◆ Task objective ◆
Only the lines from the one containing "Mark the yellow flower" to the end of the entries should be written out, each exactly as it stands, both ends included.

◆ Records ◆
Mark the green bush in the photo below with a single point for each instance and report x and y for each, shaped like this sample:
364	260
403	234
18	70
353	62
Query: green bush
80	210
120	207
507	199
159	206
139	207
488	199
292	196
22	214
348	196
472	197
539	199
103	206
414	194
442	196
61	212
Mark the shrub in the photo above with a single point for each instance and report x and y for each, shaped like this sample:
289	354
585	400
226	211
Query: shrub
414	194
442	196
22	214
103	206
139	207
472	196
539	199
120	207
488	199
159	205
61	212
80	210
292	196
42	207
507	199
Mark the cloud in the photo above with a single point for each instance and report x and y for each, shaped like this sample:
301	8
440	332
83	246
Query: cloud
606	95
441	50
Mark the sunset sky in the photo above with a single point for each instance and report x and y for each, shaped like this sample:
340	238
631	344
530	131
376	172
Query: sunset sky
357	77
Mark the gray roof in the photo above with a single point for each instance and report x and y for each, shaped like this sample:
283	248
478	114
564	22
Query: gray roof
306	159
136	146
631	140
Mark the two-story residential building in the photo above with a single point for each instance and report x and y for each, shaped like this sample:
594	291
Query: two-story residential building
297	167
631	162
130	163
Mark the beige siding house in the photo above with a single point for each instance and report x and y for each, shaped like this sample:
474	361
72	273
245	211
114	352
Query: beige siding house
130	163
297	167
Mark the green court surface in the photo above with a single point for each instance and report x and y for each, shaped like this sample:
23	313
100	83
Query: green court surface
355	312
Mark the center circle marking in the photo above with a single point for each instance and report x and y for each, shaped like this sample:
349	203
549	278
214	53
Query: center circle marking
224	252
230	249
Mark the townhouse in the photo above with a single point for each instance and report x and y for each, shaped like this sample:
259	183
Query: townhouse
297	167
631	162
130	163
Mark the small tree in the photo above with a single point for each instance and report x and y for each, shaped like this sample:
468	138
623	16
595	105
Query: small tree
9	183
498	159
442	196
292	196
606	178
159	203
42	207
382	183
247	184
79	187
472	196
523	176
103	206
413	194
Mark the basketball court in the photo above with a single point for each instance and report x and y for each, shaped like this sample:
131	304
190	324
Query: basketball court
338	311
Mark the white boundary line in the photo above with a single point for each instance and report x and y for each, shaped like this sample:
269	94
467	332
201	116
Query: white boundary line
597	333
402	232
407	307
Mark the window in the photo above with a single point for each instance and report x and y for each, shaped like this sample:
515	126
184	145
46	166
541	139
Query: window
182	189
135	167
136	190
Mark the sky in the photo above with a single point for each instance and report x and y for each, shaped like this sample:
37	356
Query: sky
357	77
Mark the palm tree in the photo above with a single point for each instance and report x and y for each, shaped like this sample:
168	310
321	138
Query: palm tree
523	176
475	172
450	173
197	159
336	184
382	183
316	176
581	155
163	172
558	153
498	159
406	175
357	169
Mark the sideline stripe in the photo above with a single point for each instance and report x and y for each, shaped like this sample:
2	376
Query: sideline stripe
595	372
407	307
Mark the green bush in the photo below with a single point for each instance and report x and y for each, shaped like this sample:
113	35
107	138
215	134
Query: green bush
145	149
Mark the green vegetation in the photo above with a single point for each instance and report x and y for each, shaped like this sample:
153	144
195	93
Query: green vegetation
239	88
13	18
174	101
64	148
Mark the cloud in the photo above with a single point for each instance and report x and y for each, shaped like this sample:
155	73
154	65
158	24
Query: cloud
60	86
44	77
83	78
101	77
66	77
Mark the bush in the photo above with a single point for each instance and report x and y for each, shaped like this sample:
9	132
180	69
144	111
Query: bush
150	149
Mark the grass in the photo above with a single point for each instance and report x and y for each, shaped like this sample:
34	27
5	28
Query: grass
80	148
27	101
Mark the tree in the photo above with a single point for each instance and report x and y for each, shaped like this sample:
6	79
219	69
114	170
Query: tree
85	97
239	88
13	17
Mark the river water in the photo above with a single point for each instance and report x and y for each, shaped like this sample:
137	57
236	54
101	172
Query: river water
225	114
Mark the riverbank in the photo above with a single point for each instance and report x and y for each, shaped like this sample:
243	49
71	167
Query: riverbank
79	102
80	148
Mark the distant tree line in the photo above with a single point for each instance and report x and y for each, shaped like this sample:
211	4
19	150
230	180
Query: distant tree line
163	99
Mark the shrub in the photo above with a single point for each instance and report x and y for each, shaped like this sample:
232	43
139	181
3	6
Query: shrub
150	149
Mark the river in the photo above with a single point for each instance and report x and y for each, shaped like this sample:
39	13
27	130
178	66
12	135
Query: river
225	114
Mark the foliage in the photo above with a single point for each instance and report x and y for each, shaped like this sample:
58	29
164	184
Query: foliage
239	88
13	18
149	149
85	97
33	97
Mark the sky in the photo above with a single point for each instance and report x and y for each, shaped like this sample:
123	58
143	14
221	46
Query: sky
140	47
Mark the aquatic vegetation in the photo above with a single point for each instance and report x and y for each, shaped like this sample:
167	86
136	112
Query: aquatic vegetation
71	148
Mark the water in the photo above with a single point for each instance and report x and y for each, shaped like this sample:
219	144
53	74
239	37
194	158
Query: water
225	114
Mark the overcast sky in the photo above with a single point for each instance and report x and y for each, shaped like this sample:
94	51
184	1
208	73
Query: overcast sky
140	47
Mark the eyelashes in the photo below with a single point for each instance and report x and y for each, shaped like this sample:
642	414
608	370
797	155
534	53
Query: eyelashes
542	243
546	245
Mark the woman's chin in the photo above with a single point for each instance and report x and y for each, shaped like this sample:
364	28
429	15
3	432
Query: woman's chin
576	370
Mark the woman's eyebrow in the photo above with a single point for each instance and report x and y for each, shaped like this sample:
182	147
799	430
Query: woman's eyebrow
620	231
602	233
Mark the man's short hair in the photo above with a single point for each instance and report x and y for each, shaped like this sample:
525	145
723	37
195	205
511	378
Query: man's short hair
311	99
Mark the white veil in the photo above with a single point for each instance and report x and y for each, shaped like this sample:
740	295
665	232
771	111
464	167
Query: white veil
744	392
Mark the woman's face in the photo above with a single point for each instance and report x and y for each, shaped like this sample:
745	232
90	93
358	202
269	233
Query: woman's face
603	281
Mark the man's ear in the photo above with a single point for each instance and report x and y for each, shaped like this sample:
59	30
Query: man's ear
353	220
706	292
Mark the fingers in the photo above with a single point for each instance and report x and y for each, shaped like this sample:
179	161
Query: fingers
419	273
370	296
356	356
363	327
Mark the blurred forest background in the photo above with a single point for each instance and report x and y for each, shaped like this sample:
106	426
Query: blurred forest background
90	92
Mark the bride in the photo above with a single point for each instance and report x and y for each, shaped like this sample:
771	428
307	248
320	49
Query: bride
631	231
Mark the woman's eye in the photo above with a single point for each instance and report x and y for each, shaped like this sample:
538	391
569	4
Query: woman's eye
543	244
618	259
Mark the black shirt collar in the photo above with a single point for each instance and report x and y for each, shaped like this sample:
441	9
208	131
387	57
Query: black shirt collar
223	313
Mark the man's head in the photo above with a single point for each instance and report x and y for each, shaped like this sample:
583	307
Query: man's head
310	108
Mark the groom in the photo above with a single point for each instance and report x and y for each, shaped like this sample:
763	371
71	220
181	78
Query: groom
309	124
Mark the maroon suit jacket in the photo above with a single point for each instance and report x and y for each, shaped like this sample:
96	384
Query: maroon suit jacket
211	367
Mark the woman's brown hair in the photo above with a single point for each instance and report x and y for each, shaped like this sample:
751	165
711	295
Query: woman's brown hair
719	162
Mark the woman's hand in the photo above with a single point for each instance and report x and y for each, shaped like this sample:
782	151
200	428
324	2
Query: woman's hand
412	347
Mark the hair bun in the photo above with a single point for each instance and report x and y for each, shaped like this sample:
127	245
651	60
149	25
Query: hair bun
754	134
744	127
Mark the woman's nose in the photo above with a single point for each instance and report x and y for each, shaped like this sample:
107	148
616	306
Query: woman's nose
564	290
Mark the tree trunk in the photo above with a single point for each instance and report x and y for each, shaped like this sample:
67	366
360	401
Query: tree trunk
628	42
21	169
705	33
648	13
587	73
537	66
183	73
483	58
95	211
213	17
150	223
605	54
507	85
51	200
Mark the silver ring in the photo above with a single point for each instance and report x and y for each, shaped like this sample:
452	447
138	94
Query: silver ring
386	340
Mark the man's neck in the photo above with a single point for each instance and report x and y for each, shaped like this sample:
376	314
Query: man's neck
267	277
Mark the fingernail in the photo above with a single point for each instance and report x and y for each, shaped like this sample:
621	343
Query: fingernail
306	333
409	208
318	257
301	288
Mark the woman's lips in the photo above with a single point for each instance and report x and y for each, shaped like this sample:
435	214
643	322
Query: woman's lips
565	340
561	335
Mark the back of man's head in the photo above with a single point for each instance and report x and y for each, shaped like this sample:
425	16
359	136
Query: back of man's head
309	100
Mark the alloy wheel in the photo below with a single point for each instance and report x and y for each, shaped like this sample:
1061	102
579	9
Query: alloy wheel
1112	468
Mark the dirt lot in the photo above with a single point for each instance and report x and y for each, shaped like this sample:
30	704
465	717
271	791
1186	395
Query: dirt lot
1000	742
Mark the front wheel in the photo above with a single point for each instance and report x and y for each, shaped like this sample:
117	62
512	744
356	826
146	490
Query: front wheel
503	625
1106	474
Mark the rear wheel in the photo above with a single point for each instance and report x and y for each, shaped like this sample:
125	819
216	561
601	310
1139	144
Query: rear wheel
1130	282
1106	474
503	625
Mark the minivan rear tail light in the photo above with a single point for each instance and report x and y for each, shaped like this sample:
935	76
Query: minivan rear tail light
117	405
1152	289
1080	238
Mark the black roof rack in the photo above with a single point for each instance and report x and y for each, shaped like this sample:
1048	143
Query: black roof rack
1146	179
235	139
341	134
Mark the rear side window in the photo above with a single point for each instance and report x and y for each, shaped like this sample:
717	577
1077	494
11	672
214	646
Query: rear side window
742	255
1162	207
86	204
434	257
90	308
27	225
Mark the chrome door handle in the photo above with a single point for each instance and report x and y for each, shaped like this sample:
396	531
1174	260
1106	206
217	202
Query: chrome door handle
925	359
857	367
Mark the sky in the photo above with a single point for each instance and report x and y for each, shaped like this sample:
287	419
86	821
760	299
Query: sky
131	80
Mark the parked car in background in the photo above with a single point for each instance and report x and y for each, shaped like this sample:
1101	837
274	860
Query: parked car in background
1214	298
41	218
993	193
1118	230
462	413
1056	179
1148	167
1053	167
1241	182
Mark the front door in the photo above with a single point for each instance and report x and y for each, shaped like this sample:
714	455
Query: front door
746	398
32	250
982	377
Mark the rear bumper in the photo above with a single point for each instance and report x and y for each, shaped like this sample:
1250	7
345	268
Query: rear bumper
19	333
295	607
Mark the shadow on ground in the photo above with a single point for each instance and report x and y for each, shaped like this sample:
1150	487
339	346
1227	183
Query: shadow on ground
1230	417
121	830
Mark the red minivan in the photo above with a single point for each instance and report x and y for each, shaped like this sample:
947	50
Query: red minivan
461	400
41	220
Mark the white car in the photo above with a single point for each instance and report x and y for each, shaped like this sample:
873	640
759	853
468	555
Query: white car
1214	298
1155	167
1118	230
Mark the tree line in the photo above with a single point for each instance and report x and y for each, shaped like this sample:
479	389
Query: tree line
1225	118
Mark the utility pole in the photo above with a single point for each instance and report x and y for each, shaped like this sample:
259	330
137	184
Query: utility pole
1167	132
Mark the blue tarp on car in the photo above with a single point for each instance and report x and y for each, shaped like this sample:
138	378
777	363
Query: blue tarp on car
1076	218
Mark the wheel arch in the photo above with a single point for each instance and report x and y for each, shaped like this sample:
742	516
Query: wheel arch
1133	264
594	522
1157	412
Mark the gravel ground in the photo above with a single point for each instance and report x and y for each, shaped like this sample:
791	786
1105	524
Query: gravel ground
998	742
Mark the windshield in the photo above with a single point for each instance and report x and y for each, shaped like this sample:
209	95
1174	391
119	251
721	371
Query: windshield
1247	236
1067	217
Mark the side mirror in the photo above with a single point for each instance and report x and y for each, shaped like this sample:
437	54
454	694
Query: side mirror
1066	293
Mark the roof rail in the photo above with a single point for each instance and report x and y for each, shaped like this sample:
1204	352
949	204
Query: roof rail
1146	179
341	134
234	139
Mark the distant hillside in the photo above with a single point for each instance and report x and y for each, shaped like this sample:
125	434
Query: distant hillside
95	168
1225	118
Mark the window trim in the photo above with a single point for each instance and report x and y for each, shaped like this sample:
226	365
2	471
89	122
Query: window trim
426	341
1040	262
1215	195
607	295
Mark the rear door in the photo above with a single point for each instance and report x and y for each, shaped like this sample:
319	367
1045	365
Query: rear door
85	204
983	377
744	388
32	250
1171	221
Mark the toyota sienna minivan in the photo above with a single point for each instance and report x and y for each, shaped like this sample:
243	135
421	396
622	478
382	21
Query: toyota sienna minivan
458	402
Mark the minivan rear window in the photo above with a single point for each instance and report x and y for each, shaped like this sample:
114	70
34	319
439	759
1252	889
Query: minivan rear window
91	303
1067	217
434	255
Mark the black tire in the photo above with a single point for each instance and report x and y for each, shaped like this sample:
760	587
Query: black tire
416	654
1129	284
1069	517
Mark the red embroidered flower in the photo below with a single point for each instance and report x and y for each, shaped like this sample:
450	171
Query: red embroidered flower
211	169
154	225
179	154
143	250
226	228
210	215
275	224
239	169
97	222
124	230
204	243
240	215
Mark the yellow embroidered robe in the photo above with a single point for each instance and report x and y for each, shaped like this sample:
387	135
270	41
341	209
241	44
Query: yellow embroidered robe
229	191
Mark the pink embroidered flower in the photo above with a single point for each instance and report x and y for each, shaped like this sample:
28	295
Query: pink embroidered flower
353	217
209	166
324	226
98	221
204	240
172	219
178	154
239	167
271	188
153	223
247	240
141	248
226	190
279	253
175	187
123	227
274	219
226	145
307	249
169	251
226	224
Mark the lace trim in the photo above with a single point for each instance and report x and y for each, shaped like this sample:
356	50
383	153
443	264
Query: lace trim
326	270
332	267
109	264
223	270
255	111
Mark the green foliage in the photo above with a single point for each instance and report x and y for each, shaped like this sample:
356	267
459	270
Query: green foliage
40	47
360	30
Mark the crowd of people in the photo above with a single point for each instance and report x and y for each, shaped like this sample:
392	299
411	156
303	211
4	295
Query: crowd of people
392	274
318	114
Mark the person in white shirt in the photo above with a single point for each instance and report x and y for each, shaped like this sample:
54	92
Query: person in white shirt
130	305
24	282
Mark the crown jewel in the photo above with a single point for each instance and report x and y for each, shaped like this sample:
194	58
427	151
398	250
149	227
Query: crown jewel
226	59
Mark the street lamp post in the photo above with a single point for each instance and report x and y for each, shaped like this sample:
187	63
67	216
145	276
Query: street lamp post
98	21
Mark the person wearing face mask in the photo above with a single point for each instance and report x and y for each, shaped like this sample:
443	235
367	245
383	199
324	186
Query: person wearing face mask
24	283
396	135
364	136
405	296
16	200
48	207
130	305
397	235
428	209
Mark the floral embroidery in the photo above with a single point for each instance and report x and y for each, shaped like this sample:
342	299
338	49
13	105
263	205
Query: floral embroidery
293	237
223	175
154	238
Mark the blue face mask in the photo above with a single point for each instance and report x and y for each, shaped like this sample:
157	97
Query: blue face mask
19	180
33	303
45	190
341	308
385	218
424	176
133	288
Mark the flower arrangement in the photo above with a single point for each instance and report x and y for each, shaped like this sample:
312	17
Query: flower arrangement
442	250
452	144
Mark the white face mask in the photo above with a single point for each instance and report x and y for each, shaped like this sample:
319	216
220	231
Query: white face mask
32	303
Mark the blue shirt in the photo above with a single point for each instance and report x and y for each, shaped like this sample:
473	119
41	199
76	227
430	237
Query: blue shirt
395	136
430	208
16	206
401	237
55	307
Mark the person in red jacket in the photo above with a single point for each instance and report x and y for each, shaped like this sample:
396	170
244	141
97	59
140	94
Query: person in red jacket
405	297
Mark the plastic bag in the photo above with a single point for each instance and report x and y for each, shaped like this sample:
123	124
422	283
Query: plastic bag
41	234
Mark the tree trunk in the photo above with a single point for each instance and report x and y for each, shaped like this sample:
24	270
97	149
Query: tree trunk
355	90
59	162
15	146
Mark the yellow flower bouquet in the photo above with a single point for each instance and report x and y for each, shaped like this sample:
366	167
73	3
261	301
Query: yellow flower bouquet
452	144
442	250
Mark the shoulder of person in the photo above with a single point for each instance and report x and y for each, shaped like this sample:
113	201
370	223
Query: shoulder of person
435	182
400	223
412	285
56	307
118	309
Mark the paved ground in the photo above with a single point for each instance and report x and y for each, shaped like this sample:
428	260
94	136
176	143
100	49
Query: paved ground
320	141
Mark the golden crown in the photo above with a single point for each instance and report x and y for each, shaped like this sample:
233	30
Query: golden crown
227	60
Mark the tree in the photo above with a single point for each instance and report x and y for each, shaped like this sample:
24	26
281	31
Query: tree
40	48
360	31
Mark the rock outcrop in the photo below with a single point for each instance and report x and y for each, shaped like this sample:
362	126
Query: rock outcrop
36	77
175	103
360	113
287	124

◆ Exercise solution ◆
Mark the yellow flower bouquet in the photo above with a single point for each instance and report x and y for each, shaped like this sample:
366	167
73	3
261	301
Query: yellow flower bouquet
452	144
442	250
Mark the shoulder of person in the photo above with a single point for each instance and report x and y for each, shaped like this sample:
113	201
370	223
Query: shoulder of person
435	182
400	223
412	285
56	307
118	309
Mark the paved ground in the photo above with a single point for each instance and report x and y for each, shaped like this sample:
428	260
94	136
176	143
100	49
Query: paved ground
320	141
Mark the golden crown in the photo above with a single point for each instance and report x and y for each, shaped like this sample:
233	30
Query: golden crown
227	60
Mark the tree in the photo above with a single point for each instance and report x and y for each, shaped like this sample:
24	26
281	31
Query: tree
40	48
360	31
Mark the rock outcrop in the photo below with a single point for each instance and report x and y for each, shaped like this sample:
362	126
Query: rock outcrop
36	77
175	103
360	113
287	124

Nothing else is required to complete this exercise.